══ Materials provided ══

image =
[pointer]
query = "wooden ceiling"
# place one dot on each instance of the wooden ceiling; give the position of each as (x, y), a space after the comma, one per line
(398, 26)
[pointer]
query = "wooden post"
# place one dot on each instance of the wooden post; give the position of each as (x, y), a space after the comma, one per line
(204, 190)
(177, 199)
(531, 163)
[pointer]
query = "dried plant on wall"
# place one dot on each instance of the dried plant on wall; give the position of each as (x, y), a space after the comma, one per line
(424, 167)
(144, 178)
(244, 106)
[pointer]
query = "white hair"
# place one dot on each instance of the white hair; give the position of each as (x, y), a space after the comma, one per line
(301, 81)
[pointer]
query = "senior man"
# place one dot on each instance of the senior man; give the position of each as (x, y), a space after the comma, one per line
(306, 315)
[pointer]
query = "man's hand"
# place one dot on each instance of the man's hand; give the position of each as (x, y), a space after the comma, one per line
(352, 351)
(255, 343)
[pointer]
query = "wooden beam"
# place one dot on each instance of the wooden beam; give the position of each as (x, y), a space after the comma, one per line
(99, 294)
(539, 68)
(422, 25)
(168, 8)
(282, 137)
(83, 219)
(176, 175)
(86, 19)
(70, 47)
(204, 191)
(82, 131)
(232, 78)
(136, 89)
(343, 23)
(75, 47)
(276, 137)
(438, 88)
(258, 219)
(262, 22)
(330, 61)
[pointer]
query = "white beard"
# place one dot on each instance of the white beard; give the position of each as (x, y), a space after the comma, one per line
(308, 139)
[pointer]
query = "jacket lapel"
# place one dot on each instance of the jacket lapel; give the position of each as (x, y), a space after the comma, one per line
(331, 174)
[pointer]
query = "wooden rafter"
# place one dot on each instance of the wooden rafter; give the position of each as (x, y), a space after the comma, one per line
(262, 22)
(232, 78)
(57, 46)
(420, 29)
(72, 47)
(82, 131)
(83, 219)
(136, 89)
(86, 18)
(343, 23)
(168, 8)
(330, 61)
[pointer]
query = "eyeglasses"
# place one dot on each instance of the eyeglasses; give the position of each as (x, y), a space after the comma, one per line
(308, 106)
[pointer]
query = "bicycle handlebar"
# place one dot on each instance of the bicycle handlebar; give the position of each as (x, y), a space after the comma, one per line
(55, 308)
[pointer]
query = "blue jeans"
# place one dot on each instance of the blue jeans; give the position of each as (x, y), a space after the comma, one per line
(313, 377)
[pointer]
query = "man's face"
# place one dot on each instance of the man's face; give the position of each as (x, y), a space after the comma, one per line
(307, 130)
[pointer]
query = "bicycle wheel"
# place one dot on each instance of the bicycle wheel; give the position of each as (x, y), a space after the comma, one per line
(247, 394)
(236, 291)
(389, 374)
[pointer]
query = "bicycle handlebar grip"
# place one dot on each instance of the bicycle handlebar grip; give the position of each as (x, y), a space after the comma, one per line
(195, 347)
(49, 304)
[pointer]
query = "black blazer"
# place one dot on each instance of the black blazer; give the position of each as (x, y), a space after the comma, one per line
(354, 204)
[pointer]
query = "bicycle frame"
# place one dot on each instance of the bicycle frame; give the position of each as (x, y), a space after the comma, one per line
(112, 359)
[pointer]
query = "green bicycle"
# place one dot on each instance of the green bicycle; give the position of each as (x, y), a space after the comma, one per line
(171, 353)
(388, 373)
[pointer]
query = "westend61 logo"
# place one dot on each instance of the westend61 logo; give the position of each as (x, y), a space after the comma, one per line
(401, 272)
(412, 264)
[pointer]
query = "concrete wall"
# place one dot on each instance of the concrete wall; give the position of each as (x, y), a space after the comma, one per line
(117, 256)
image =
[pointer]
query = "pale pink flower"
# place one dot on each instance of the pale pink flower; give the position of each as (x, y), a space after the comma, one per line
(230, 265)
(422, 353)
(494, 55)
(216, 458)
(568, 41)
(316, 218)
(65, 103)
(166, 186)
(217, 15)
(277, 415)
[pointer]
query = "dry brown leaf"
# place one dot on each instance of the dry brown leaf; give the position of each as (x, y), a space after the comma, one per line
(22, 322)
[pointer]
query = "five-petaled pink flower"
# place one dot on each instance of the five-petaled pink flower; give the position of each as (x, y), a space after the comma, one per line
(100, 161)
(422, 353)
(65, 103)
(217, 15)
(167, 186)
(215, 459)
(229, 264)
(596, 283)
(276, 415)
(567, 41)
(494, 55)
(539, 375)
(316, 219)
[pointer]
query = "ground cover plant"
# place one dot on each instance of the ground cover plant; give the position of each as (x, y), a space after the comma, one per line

═══

> Work instructions
Transcribe the full listing above without leaving anything out.

> Output of the task
image =
[pointer]
query = "wooden ceiling"
# place one dot on each instance of the wooden ceiling; give the position of each as (x, y), a space after the comma, one per line
(398, 26)
[pointer]
query = "wooden post"
# place one dot on each instance of the wooden post; give the position of each as (x, y), a space after the comma, one per line
(204, 190)
(177, 199)
(531, 163)
[pointer]
query = "dried plant on wall"
# place one dot on each instance of the dried plant on wall; give the position of each as (x, y), a space after the comma, one per line
(424, 167)
(144, 178)
(244, 106)
[pointer]
query = "white hair"
# place one dot on each instance of the white hair; give the position of each as (x, y), a space after the comma, one per line
(301, 81)
[pointer]
query = "senior man"
# place one dot on each instance of the senior man; give the position of each as (x, y), a space after the comma, one per line
(306, 315)
[pointer]
query = "man's hand"
# place one dot on each instance of the man's hand; give the position of each as (x, y), a space after the comma, one per line
(352, 351)
(255, 343)
[pointer]
query = "wooden beam"
# place one dot on each instance of the wooden beam; give the position of each as (x, y), a space after the comma, one per line
(99, 294)
(539, 68)
(422, 25)
(168, 8)
(282, 137)
(83, 219)
(176, 175)
(86, 19)
(70, 47)
(204, 191)
(82, 131)
(232, 78)
(136, 89)
(343, 23)
(75, 47)
(276, 137)
(438, 88)
(258, 219)
(262, 22)
(330, 61)
[pointer]
query = "white beard"
# place one dot on each instance of the white beard; give the position of each as (x, y), a space after the comma, one per line
(308, 139)
[pointer]
query = "jacket lapel"
# place one dot on each instance of the jacket lapel; give the position of each as (x, y), a space after the comma, one per line
(331, 174)
[pointer]
query = "wooden rafter"
# place one dot on each instance of the wooden rafter; give the position of each as (x, y), a space after the comma, one per line
(262, 22)
(232, 78)
(57, 46)
(420, 29)
(72, 47)
(82, 131)
(83, 219)
(136, 89)
(86, 18)
(343, 23)
(168, 8)
(330, 61)
[pointer]
query = "eyeglasses"
# place one dot on each instance of the eyeglasses; give the position of each as (x, y), a space after the comma, one per line
(308, 106)
[pointer]
query = "bicycle handlebar"
# place one dot on each instance of the bicycle handlebar; give the position of each as (x, y), a space after the comma, one per line
(55, 308)
[pointer]
query = "blue jeans"
# place one dot on each instance of the blue jeans; give the position of each as (x, y), a space after the comma, one per line
(313, 377)
[pointer]
query = "man's face"
# place one dot on each instance of the man's face; give the position of each as (x, y), a space after the comma, one per line
(307, 130)
[pointer]
query = "bicycle wheel"
# place one dot on each instance of the bicycle wheel; give the position of each as (x, y), a space after the comma, one per line
(247, 394)
(236, 291)
(389, 374)
[pointer]
query = "bicycle handlebar grip"
# place one dot on each instance of the bicycle handlebar grip; give the position of each as (x, y), a space after the comma, one per line
(195, 347)
(49, 304)
[pointer]
query = "black blazer"
# place one dot on each instance of the black blazer; give the position of each as (x, y), a space after the comma, one per line
(354, 204)
[pointer]
query = "bicycle frame"
# place one dot on each instance of the bicycle frame; give the position of each as (x, y), a space after the comma, one per line
(112, 359)
[pointer]
query = "green bicycle"
# place one dot on each instance of the green bicycle; give the position of each as (x, y), a space after the comma, one per line
(171, 353)
(388, 373)
[pointer]
query = "westend61 logo"
# place one dot on each instance of the westend61 logo; give the position of each as (x, y), a space after the comma, one per line
(401, 272)
(412, 264)
[pointer]
query = "concrete wall"
# place one dot on each instance of the concrete wall; give the position of each as (x, y), a space after the comma, one per line
(117, 256)
image =
[pointer]
query = "pale pink flower"
# place one dot on each instance of the pale pink flower; give the position of each as (x, y), a space after the comma, one per line
(230, 265)
(422, 353)
(494, 55)
(216, 458)
(568, 41)
(316, 218)
(65, 103)
(166, 186)
(217, 15)
(277, 415)
[pointer]
query = "dry brown leaf"
# place one dot on each instance of the dry brown leaf; give the position of each as (x, y), a space after the comma, one per line
(22, 322)
[pointer]
query = "five-petaled pink flower"
# place one dot on each instance of the five-petaled pink flower; give the position of each as (x, y), a space after the comma, one per line
(100, 161)
(422, 353)
(65, 103)
(217, 15)
(167, 186)
(215, 459)
(229, 264)
(596, 283)
(276, 415)
(567, 41)
(494, 55)
(539, 375)
(316, 219)
[pointer]
query = "ground cover plant"
# place one dot on each instance of the ground cover plant; give the position of each as (x, y), a space after the comma, one per line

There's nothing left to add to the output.